LESETEXT
----------

Auf die Notlage machte das UN-Büro für die Koordinierung Humanitärer Angelegenheiten (OCHA) am Dienstag mit einer aktuellen Presseerklärung aufmerksam. Die Vereinten Nationen und internationale Hilfsorganisationen hatten schon vor Monaten immer wieder auf die sich zuspitzende Situation hinwiesen. Seit mindestens fünf Jahren sind Teile Nordostafrikas von zu geringen oder ausbleibenden Niederschlägen betroffen. Die Regenzeit im Oktober-Dezember 2010 war eine der trockensten, die jemals registriert wurden. Die Frühlingsregenzeit im laufenden Jahr, normalerweise zwischen März und Mai, begann zu spät und blieb um ein Drittel unter dem Langzeit-Durchschnitt der letzten fünfzehn Jahre.

----------

ARBEITSAUFTRAG A
Formulieren Sie den Abschnitt des Lesetextes über die Dürre in Nordostafrika neu, der mit den Worten „Auf die Notlage“ einsetzt und mit „letzten fünfzehn Jahre.“ schließt. Ersetzen Sie darin „Presseerklärung“ durch „Pressemitteilung“.
ARBEITSAUFTRAG B
Führen Sie den Lesetext über die Dürre in Nordostafrika im Anschluss an seinen letzten Satz weiter.

VORLIEGENDE DATEN
----------

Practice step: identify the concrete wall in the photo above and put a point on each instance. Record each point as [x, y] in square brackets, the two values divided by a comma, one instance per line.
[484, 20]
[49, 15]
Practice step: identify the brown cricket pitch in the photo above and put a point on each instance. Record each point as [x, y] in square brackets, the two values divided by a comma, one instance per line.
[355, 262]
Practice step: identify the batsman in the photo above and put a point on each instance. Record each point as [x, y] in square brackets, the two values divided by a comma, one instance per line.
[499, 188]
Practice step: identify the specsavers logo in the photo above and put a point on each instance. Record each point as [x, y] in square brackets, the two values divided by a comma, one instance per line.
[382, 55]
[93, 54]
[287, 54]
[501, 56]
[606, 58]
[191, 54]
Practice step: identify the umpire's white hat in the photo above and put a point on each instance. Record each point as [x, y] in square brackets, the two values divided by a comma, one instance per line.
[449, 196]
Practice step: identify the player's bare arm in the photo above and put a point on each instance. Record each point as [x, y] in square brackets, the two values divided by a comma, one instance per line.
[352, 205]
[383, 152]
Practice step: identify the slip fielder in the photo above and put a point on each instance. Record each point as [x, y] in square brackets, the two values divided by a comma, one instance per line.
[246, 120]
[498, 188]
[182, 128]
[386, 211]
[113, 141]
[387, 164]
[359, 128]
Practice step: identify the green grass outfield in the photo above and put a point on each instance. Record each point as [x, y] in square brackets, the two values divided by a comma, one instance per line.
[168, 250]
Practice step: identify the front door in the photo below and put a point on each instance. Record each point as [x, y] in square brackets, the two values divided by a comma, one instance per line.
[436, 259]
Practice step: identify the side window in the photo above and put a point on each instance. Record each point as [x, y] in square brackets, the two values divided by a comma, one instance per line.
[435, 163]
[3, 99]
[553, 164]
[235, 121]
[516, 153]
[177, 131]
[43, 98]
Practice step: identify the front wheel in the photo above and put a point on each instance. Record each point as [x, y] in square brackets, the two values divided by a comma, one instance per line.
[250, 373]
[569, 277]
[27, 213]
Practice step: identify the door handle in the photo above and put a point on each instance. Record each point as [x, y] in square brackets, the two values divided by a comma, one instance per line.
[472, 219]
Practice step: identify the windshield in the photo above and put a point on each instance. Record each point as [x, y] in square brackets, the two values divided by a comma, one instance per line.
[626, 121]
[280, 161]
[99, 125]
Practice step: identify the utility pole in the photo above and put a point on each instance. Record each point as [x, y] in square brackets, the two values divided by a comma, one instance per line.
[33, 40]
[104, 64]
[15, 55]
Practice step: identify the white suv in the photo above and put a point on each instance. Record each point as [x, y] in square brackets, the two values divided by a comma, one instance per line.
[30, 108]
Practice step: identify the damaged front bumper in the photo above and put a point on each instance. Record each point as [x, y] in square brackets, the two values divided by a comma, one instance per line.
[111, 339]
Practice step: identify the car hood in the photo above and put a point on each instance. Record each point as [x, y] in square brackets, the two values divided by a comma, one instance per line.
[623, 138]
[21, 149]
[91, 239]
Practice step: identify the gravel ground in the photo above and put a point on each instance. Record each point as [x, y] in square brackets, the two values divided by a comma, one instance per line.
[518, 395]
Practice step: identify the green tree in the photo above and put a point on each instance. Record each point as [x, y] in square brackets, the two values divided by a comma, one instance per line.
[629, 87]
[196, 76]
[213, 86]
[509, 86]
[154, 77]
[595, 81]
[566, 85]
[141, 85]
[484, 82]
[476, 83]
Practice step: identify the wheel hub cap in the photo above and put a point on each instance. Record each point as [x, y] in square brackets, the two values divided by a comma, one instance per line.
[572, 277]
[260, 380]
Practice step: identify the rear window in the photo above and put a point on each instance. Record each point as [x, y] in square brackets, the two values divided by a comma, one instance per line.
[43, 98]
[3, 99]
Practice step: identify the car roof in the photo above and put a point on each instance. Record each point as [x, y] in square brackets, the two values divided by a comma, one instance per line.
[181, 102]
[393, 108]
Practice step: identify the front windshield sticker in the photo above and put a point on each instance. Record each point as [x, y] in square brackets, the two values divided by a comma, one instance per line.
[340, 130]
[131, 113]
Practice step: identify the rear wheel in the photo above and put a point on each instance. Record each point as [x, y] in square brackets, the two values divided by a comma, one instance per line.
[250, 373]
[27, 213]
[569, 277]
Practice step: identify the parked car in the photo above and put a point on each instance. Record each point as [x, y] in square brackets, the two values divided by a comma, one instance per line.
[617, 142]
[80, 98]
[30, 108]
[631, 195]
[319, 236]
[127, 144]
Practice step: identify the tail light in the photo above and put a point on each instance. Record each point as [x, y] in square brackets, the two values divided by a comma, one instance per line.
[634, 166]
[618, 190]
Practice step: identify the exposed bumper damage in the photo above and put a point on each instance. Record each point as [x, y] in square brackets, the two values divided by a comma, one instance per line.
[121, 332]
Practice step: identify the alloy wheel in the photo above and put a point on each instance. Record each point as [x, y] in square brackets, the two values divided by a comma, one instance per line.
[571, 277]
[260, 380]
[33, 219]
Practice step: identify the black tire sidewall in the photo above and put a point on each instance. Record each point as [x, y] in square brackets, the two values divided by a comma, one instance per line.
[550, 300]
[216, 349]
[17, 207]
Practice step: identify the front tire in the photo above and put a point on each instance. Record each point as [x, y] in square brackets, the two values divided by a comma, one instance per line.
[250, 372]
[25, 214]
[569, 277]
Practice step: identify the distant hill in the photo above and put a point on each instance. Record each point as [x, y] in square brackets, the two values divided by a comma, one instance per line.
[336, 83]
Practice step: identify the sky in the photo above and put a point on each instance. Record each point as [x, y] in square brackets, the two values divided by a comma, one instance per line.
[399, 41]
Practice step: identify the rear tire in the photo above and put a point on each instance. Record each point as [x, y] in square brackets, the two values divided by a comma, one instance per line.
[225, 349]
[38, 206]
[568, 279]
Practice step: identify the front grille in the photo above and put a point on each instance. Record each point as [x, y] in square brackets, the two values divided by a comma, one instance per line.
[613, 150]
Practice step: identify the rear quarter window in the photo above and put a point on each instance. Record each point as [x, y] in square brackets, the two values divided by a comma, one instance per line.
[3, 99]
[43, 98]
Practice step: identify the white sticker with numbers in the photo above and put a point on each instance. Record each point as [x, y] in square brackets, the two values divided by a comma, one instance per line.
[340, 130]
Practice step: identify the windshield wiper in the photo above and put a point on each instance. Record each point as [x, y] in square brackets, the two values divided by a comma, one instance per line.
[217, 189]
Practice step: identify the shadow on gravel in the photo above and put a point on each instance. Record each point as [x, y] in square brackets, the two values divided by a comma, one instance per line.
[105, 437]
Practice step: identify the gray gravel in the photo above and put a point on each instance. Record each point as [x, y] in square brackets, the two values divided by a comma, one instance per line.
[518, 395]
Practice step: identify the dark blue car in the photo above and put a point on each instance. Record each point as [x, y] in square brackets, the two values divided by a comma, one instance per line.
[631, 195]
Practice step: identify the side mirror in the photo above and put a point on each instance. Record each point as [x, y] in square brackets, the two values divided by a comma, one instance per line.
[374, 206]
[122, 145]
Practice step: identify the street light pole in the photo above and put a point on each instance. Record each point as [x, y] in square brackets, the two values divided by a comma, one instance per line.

----------

ERWARTETE LÖSUNG A
Auf die Notlage machte das UN-Büro für die Koordinierung Humanitärer Angelegenheiten (OCHA) am Dienstag mit einer aktuellen Pressemitteilung aufmerksam. Die Vereinten Nationen und internationale Hilfsorganisationen hatten schon vor Monaten immer wieder auf die sich zuspitzende Situation hinwiesen. Seit mindestens fünf Jahren sind Teile Nordostafrikas von zu geringen oder ausbleibenden Niederschlägen betroffen. Die Regenzeit im Oktober-Dezember 2010 war eine der trockensten, die jemals registriert wurden. Die Frühlingsregenzeit im laufenden Jahr, normalerweise zwischen März und Mai, begann zu spät und blieb um ein Drittel unter dem Langzeit-Durchschnitt der letzten fünfzehn Jahre.

ERWARTETE LÖSUNG B
Nach Angaben der OCA sind zur Zeit 3,5 Millionen Menschen in Kenia, 3,2 Millionen in Äthiopien, 2,5 Millionen in Somalia, 600.000 in Uganda und 120.000 in Djibouti von den Auswirkungen der Dürre betroffen. Nicht berücksichtigt ist in dieser Aufstellung der Sudan, wo es gleichfalls ausgedehnte Krisengebiete aufgrund der Trockenheit gibt. Die UNO unterscheidet zwischen Krisen- und Notstandsgebieten. Zu letzteren gehört der gesamte – großenteils von Somalis bewohnte – Osten Äthiopiens, Nordostkenia und Teile von Zentral- und Südsomalia. Die oberste Stufe der UN-Skala, „Katastrophe/Hunger“, gilt bisher noch nirgendwo als erreicht.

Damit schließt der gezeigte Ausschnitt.